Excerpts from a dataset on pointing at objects
----------
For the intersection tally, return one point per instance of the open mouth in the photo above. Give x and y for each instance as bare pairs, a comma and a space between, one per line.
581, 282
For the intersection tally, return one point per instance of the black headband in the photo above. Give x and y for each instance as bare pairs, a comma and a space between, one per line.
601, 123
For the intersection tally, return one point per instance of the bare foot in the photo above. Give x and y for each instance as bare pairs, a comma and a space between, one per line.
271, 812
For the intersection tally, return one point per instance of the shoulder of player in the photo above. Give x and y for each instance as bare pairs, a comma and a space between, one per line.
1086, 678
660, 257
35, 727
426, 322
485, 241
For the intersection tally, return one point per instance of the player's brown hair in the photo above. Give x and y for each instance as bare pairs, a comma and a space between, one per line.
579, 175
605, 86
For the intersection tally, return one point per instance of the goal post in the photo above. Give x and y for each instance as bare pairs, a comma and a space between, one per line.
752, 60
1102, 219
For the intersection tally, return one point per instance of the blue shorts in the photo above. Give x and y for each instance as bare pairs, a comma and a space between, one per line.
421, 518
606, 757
----------
### GIVEN PROBLEM
Reproduce every one of the items above word for word, keeping their lines and order unchanged.

### ANSWER IN FULL
For the intersection tally, return one point per instance of the open mouth in the photo above. Give x and y for each instance as bare pairs, a comma and a space between, one per line.
581, 282
For the intersection tally, return one point per instance of the black headband in the photo above. Give x and y for each instance as bare pairs, a comma and a space between, one per line.
601, 123
For the intersection tally, return one point per instance of the bare foot in the photo above. Give x and y for each instance as bare pairs, a comma and a space between, one per line.
271, 812
For the intersection tally, return one point per instance of the shoulder of player in the photo above. Give x and y for each instance as bare pairs, a comma and a space between, one per line.
1086, 678
660, 257
35, 727
426, 322
485, 241
For the intersection tally, return one point per instance of the player's brown hair in the photo above. Give x and y for each instance as bare pairs, a comma and a space between, one per line.
579, 175
605, 86
For the intersection tally, return one point per instance of the goal post in the photo above. Give x and y for each instance as bare pairs, a comma and a space between, one per line.
752, 60
1102, 219
For the intersection tally, return one point per instance of the blue shorts in the photo above. Give x and y for each instance as bare pairs, a comma and a space between, one per line.
421, 518
606, 757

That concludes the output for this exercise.